Segment Start: Task material

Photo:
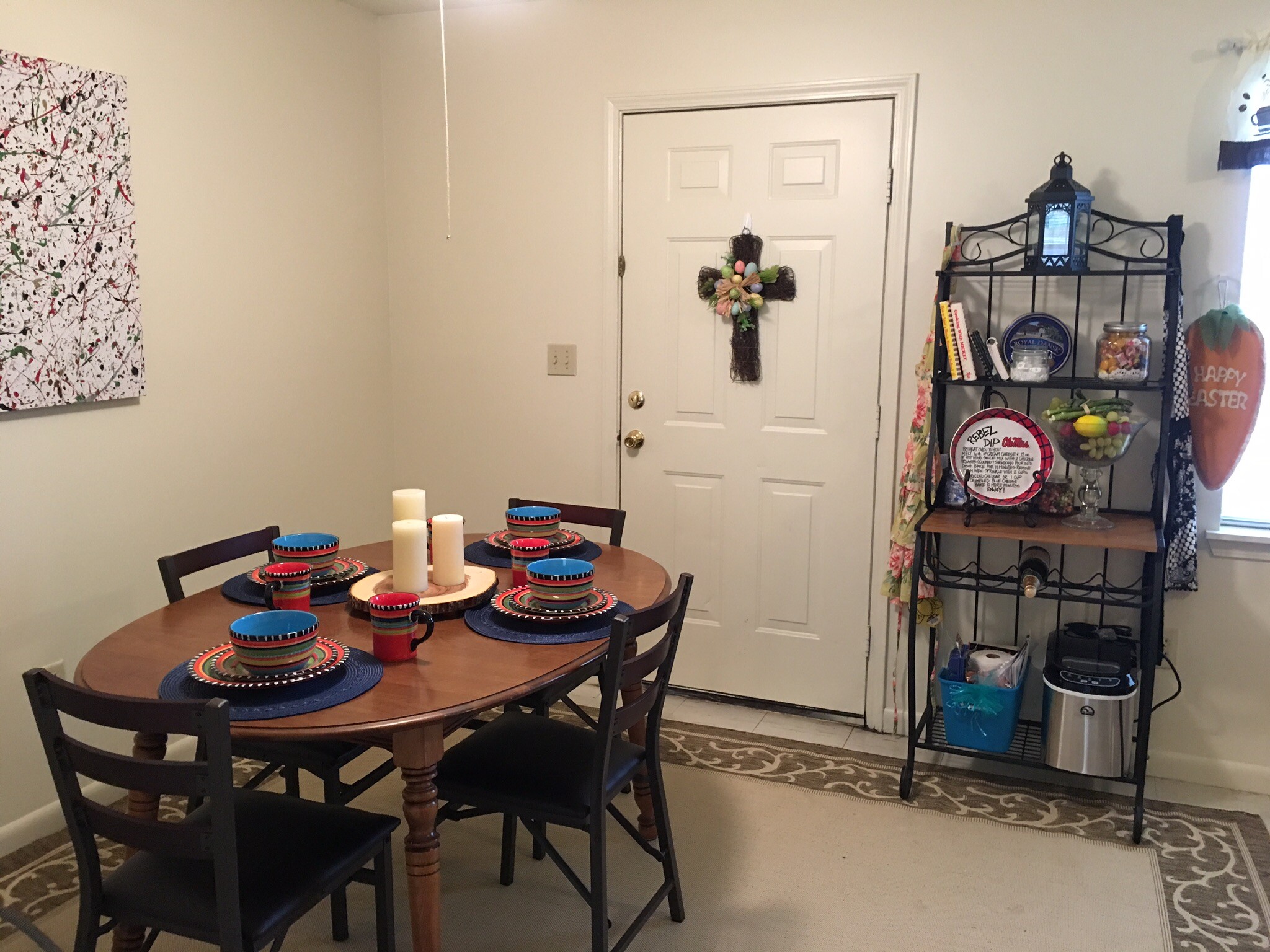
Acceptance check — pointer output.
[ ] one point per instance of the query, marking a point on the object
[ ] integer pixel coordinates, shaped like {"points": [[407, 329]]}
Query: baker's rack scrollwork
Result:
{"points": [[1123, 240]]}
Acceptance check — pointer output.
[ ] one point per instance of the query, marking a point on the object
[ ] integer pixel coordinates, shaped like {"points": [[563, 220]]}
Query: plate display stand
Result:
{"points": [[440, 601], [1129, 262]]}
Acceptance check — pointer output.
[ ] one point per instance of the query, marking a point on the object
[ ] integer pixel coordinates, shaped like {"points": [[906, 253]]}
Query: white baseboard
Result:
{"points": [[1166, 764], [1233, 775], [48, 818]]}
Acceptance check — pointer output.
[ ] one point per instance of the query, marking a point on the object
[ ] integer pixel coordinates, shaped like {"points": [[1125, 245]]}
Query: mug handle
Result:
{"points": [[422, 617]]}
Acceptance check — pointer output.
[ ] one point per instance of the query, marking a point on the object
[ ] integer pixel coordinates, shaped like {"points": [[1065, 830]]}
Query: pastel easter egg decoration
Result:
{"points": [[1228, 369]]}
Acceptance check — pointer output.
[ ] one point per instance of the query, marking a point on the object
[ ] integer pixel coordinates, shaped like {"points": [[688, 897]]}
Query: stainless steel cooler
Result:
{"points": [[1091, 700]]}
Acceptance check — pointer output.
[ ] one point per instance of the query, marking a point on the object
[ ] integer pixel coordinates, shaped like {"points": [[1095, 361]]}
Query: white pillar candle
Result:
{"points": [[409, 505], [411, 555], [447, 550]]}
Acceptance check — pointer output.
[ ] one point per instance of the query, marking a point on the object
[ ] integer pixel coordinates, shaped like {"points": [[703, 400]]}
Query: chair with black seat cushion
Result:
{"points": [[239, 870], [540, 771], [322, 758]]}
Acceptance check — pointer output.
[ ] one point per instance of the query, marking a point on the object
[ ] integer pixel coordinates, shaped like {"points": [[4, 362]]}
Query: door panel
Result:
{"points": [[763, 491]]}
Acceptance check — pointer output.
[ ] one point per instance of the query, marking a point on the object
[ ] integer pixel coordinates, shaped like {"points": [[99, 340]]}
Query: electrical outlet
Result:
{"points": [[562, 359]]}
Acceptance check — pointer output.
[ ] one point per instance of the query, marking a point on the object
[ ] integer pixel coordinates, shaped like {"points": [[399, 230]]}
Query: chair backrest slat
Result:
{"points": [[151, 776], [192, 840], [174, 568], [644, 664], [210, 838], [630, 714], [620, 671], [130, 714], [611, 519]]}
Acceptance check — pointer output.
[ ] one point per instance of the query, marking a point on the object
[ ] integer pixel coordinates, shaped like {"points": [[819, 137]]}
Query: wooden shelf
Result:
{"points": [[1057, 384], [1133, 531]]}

Segment End: Task material
Segment Start: Task material

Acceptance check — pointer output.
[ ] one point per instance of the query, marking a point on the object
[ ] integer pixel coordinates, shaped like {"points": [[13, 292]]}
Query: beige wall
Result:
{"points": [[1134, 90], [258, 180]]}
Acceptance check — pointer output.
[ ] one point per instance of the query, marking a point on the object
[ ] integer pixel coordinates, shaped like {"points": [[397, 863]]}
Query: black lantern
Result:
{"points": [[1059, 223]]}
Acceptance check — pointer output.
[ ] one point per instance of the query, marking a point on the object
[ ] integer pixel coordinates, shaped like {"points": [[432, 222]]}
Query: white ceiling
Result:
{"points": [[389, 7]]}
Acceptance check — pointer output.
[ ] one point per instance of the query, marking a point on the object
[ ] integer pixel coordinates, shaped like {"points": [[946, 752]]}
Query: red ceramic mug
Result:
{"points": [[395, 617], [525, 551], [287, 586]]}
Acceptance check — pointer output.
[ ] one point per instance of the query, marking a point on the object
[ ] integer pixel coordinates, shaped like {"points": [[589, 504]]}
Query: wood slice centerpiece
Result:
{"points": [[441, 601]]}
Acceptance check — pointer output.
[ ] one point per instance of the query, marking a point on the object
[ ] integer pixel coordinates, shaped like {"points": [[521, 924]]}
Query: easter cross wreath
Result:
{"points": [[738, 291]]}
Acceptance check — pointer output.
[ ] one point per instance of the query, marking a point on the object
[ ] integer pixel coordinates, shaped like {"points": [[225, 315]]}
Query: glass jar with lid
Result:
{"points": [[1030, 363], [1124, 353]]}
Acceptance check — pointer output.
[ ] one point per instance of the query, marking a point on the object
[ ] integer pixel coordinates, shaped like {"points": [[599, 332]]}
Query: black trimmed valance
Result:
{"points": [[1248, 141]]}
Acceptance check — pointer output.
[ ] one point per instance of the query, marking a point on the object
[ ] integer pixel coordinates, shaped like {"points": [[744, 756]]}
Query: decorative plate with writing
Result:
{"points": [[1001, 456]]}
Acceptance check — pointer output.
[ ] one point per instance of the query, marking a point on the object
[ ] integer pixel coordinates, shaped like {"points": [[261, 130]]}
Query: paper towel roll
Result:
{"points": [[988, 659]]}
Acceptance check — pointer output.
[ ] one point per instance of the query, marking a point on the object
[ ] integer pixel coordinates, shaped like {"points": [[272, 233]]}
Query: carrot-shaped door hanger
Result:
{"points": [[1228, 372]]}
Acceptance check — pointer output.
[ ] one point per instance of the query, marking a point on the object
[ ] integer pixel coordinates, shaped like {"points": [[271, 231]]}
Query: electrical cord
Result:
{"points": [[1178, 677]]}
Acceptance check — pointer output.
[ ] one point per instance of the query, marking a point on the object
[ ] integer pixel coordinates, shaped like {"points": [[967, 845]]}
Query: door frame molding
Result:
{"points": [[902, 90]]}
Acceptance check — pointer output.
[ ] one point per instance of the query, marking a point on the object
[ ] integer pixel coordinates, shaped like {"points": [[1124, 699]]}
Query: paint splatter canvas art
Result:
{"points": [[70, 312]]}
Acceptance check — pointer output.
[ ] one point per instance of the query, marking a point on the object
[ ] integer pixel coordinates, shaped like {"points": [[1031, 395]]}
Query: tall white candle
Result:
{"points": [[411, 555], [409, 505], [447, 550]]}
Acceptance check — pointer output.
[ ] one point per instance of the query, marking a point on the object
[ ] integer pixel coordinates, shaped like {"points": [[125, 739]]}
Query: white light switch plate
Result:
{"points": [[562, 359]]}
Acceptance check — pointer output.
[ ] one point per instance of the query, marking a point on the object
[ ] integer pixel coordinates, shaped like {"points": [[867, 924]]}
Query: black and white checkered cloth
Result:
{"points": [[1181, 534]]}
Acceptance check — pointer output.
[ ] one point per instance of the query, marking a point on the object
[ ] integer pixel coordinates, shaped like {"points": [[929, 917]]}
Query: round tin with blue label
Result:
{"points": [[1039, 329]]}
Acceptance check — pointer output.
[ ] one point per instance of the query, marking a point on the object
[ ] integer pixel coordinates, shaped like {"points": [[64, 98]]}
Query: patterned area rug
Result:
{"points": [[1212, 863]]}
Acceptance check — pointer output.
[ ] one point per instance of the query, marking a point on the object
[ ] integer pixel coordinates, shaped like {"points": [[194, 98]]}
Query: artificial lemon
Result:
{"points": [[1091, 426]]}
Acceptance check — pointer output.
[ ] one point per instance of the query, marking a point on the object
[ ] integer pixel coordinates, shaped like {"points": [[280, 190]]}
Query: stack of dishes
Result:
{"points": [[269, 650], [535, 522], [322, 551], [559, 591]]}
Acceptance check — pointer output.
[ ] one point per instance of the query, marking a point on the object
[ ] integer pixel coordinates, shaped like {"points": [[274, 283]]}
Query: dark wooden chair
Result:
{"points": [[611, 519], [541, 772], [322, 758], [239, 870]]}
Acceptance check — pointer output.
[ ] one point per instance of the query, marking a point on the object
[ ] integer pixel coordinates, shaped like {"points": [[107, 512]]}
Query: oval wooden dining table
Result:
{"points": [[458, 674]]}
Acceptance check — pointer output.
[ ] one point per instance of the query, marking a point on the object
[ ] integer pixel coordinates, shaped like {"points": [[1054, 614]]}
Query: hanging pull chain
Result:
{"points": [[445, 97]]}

Segment End: Task material
Segment Start: Task material

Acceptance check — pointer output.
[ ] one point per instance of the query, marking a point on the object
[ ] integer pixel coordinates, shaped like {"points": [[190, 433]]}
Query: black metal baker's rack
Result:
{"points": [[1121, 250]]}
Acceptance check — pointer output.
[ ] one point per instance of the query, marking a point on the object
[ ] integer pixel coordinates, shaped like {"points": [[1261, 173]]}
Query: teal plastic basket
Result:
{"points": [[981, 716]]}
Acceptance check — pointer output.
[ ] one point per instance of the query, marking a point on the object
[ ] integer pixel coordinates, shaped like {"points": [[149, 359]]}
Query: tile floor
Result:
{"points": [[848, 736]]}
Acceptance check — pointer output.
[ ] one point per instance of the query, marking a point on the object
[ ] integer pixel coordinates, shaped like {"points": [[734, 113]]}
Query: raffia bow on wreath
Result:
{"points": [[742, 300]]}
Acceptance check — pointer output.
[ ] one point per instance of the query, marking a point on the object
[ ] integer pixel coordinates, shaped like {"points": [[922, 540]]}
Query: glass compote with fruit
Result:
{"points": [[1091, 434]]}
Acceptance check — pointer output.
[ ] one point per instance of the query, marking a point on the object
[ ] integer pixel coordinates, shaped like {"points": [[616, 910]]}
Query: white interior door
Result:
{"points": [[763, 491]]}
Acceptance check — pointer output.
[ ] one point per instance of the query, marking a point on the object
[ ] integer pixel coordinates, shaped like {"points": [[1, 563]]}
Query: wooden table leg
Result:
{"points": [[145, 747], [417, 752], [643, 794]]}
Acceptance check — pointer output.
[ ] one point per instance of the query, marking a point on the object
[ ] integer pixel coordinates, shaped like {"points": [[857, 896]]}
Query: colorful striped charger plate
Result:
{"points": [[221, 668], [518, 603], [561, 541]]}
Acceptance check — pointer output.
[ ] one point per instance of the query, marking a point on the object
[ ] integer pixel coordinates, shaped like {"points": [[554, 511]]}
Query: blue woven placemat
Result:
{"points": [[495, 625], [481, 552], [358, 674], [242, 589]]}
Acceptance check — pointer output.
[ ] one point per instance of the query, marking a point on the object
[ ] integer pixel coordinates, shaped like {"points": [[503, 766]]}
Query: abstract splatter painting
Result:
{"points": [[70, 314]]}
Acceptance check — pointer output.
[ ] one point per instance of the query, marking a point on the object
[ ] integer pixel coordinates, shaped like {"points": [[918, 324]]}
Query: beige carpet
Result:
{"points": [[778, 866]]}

Segment End: Task material

Return every line in the records that includes the string "plate".

Answer for this exercise:
Query: plate display stand
Query: decorative plate with writing
Query: white light switch plate
Query: colorful striped charger plate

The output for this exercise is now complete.